> [Raw records]
****************************************

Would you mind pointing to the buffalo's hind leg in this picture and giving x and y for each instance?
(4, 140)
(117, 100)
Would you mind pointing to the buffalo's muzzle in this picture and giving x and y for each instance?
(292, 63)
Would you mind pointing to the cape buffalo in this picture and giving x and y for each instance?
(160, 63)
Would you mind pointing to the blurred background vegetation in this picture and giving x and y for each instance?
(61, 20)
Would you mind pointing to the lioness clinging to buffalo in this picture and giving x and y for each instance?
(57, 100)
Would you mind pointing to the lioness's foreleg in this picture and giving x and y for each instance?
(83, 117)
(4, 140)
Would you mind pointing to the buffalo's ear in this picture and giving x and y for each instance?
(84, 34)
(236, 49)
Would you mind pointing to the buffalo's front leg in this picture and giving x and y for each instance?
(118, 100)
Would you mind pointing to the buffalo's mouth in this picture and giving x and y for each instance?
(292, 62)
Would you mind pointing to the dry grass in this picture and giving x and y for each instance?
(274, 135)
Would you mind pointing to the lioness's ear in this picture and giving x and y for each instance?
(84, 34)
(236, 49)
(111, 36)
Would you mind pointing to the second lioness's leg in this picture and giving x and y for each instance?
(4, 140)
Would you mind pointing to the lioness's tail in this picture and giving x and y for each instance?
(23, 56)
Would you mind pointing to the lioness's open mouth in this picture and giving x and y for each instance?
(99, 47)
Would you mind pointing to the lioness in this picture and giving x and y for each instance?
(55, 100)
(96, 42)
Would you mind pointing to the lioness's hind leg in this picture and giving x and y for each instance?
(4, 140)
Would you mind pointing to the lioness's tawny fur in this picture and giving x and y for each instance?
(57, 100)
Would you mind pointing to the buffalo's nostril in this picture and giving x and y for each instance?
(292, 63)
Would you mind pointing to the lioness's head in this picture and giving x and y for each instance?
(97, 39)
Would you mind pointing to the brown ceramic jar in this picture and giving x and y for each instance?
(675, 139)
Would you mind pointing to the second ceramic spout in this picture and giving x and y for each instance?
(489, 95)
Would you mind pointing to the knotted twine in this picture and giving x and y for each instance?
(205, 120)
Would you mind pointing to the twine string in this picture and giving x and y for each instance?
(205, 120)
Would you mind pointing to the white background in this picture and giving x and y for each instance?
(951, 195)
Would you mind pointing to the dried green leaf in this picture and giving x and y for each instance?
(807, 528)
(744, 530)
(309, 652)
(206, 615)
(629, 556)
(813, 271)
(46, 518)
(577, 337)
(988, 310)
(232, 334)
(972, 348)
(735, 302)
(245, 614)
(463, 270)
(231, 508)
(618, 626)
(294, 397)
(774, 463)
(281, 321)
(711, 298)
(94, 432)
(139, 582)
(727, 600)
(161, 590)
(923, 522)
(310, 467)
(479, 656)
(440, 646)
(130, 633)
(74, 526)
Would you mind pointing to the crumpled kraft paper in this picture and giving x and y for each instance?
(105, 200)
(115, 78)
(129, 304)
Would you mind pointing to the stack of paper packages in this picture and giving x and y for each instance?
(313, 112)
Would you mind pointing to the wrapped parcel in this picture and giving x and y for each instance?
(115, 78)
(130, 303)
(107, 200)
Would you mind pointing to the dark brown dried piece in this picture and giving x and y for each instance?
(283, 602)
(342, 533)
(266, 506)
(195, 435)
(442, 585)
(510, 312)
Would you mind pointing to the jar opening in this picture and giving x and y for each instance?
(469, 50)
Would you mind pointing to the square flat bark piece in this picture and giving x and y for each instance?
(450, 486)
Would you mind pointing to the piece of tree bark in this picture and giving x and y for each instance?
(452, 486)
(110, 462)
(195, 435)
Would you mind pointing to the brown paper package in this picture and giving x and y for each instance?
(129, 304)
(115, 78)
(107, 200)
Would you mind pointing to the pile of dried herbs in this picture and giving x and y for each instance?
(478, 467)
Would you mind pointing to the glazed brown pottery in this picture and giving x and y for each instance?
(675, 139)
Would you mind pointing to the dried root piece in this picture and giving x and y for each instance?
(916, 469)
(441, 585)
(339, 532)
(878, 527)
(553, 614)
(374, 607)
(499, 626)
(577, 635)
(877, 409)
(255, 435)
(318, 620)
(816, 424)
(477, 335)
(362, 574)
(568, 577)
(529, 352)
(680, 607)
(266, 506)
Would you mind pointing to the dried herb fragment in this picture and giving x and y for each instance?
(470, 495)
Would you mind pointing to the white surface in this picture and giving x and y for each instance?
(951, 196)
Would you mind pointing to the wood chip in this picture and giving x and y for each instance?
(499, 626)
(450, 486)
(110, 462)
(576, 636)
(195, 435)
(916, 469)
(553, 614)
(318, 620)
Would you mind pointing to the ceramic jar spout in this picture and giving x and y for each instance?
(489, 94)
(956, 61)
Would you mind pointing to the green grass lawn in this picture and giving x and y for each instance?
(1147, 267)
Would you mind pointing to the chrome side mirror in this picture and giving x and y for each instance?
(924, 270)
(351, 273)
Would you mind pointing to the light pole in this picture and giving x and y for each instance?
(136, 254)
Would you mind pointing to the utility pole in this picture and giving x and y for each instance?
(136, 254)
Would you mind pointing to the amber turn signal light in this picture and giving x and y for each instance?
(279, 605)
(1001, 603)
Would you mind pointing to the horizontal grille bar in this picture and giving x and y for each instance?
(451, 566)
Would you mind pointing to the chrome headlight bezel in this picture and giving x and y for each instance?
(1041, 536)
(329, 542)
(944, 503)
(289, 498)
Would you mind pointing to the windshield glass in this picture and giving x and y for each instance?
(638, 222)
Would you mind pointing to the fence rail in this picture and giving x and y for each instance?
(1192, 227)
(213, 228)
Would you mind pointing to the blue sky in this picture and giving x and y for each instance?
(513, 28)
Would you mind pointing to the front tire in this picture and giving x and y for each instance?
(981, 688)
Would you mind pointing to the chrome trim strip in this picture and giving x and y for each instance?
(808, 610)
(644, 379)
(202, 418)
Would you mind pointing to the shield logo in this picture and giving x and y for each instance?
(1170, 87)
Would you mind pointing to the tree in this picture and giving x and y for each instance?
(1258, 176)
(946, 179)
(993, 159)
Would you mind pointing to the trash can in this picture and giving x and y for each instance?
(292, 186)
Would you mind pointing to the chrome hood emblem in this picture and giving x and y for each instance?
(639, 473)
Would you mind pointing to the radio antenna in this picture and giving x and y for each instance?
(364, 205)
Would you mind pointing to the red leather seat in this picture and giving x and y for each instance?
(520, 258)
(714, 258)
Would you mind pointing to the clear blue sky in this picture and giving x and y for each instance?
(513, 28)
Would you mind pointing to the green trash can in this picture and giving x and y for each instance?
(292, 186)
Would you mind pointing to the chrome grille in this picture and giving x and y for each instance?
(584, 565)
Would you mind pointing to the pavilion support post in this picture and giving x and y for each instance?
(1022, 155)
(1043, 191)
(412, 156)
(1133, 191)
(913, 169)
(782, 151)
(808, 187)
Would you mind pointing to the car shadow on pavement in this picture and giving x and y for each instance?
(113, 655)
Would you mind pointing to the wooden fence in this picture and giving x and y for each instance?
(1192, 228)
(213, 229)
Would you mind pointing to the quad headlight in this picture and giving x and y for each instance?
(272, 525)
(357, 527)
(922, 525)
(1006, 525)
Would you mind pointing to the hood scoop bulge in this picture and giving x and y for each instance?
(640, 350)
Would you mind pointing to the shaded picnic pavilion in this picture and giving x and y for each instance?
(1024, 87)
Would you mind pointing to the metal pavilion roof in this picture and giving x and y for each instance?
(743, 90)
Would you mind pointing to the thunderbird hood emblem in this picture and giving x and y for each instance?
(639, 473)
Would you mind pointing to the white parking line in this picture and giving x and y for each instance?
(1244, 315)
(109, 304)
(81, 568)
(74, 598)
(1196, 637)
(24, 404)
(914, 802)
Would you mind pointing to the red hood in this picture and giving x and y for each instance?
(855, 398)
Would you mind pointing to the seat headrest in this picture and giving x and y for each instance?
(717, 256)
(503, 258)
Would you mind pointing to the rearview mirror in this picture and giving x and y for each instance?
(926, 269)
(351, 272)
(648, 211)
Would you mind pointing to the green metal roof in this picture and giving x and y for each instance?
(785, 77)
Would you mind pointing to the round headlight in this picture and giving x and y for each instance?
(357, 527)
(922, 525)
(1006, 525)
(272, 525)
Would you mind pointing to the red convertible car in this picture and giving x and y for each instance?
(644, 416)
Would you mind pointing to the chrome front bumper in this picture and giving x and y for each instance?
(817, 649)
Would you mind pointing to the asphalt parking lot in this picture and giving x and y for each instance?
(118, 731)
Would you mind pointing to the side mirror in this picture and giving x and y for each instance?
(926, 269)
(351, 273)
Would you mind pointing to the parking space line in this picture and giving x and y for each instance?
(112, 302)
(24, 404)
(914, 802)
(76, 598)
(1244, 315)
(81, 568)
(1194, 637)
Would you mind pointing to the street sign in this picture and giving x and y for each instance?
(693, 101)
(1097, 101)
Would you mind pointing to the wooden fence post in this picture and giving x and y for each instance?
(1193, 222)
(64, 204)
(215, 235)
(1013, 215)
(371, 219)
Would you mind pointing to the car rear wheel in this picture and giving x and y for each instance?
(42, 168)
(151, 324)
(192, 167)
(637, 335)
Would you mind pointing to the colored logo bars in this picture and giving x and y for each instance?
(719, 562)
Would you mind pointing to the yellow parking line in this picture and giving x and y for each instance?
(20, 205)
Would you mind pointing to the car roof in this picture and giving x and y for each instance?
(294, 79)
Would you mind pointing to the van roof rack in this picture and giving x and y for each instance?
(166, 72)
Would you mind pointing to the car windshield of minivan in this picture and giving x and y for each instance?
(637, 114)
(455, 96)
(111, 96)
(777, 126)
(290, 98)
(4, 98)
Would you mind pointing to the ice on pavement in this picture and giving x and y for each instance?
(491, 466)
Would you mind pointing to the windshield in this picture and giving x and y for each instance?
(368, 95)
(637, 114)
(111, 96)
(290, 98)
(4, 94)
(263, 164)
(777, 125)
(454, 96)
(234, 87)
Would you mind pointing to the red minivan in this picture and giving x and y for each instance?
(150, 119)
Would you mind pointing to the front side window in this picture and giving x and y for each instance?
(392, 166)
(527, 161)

****************************************

> [Exercise details]
Output the lines from the line containing "Would you mind pointing to the van" to the end, both included; add nothing.

> [Solution]
Would you mind pointing to the van roof rack in this picture and giving x and y for each instance?
(166, 72)
Would you mind pointing to the car windshield of minivan in this picture and giving x and y for each instance?
(637, 114)
(455, 96)
(111, 96)
(777, 126)
(290, 98)
(4, 98)
Would you mind pointing to the ice on pavement in this picture and giving x and y for each instance?
(491, 466)
Would you mind pointing to the windshield in this picture and giving x and y for each instance?
(368, 95)
(637, 114)
(111, 96)
(290, 98)
(4, 94)
(263, 164)
(777, 125)
(454, 96)
(234, 87)
Would you mind pointing to the red minivan in this picture and giving x and y for each instance?
(150, 119)
Would you mind pointing to the front side window in this picture and giving x and y for each instance?
(392, 166)
(527, 161)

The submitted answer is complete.